§ **WHAT TO PRODUCE**
From the first line to the last, print the data exactly as it appears.

§ **RECORDS FOR THE TASK**
——

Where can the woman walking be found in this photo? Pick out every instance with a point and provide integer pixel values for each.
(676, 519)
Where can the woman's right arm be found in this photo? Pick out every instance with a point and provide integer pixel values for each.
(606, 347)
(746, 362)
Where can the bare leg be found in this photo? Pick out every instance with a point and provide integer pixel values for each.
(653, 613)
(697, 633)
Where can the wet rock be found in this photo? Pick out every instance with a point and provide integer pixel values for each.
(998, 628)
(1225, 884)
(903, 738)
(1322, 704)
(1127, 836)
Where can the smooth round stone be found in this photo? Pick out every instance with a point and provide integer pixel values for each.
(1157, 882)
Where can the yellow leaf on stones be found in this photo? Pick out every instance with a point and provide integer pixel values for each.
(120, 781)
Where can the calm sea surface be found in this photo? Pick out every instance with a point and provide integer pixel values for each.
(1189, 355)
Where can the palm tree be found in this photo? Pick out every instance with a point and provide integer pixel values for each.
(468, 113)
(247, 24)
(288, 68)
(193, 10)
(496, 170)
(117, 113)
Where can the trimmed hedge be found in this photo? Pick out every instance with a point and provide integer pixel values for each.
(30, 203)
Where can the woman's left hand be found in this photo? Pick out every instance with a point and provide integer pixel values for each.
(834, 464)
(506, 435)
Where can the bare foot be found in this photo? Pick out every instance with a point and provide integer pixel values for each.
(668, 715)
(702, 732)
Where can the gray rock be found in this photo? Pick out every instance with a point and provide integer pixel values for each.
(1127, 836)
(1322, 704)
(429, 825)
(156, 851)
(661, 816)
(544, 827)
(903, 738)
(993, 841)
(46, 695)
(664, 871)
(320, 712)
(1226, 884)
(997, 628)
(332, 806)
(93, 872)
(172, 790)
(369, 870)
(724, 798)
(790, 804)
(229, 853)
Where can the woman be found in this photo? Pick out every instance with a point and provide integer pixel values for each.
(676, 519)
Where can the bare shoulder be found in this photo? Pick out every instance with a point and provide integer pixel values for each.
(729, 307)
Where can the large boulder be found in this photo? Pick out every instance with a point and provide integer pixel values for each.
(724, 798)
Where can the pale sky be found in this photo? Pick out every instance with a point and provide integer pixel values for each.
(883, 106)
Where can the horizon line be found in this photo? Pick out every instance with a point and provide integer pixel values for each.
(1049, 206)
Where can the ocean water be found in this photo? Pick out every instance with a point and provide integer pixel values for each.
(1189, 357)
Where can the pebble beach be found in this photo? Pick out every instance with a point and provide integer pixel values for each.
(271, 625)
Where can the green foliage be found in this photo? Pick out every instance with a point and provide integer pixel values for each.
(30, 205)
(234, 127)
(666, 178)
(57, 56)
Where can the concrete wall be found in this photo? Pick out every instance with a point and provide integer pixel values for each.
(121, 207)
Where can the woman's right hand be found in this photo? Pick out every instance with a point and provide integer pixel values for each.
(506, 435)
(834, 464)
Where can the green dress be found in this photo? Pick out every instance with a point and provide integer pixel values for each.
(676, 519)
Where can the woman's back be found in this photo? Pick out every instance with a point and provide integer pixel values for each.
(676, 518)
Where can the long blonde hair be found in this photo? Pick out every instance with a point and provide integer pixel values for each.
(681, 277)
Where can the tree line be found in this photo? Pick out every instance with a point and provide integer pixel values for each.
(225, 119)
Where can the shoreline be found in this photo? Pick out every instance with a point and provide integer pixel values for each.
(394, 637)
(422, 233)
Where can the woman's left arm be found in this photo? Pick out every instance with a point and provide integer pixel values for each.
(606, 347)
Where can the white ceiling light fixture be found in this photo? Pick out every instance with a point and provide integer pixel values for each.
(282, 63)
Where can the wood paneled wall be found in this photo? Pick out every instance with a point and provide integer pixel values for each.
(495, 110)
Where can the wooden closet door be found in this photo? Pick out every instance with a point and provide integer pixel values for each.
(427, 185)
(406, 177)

——

§ **ANSWER FOR THIS EXERCISE**
Where can the woman walking be found in this photo? Pick out every instance with a point and provide integer pixel values for each.
(676, 519)
Where can the woman's right arm be found in this photo? Pick out every instance with a point and provide integer pixel values for each.
(606, 347)
(746, 362)
Where can the bare leg be found in this photo? Pick out every instance with a point and provide integer pixel values for each.
(653, 613)
(697, 633)
Where can the wet rock be found in this photo? Pick out every instance with a point and provide integer pixel values for each.
(998, 628)
(1225, 884)
(903, 738)
(1322, 704)
(1127, 836)
Where can the smooth round stone be found in this photo? Pick out every instance with a point and provide integer pixel values for each.
(1157, 882)
Where can the yellow leaf on stones be found in this photo? Pick out every instance with a point and provide integer pixel values for each.
(120, 781)
Where can the calm sea surface be found in this photo? Pick out every instance with a point and provide integer pixel values for each.
(1189, 355)
Where can the palm tree be found in this photo? Pick out every instance with a point and provide integer pixel values for each.
(468, 113)
(247, 24)
(288, 68)
(193, 10)
(496, 170)
(117, 113)
Where can the trimmed hedge be found in this photo? Pick out every instance with a point and provide integer pixel values for each.
(30, 203)
Where can the woman's left hand be found in this photo? Pick out every instance with a point and provide integer pixel values for each.
(834, 464)
(506, 435)
Where can the bare foot be found in this photo? Pick out every instance with a point and provide integer pixel values for each.
(668, 715)
(702, 732)
Where can the gray rock be found in this photo? Pick out every instance with a point and provide integer pixel values for each.
(1127, 836)
(1322, 704)
(429, 825)
(156, 851)
(661, 816)
(544, 827)
(903, 738)
(993, 841)
(46, 695)
(664, 871)
(320, 712)
(1226, 884)
(997, 628)
(332, 806)
(93, 872)
(172, 790)
(369, 870)
(724, 798)
(790, 804)
(229, 853)
Where can the woman be found in this photo? Pick out every instance with a point and provide integer pixel values for each.
(676, 519)
Where can the bare shoulder be found in this photo? Pick out every instance with a point and provide integer pixel values for each.
(729, 307)
Where can the large boulder be found in this photo? Pick out every instance with a point and provide integer pixel values for each.
(724, 798)
Where can the pale sky be found in this photo? Pick out every instance with a point and provide integer pixel values for each.
(883, 106)
Where can the horizon line be found in this photo? Pick out every instance with a point and provide integer pixel values for each.
(1049, 206)
Where can the ocean water be found in this photo? Pick out every instance with a point and provide integer pixel values for each.
(1189, 357)
Where can the pebble beach be found in this photo? Pick out every instance with a point and provide integer pixel values for each.
(271, 625)
Where can the green foliage be found in this photo? Pick out every instance with a point and provide integer pixel values for each.
(30, 205)
(234, 127)
(666, 178)
(57, 56)
Where can the concrete wall be found in this photo? Pick out every instance with a point and provide integer pixel values for each.
(121, 207)
Where can the woman's right hand be found in this photo? Pick out every instance with a point and provide integer pixel values for each.
(506, 435)
(834, 464)
Where can the green dress be found in this photo? Pick out every instance with a point and provide integer pixel values for each.
(676, 519)
Where can the woman's back be found in this photo? Pick out every instance with a point and provide integer pixel values for each.
(676, 518)
Where can the long blonde hair be found in this photo? Pick out every instance with a point and provide integer pixel values for each.
(681, 277)
Where can the tree line be found in this photo? Pick out every instance with a point and provide integer pixel values for each.
(225, 119)
Where can the shoreline be found in this photo? Pick out every instance with a point and provide integer pixel values for each.
(394, 637)
(422, 233)
Where can the woman's left arm be found in this photo? Pick out every instance with a point and provide integer pixel values for each.
(606, 347)
Where can the white ceiling light fixture be found in this photo? Pick out every instance with a point and provide integer pixel values for each.
(282, 63)
Where can the wood paneled wall be found in this photo? Pick out every instance with a point and provide integer pixel values for each.
(495, 110)
Where can the wooden closet door be found in this photo? Pick out every instance with a point and provide integer pixel values for each.
(427, 185)
(406, 177)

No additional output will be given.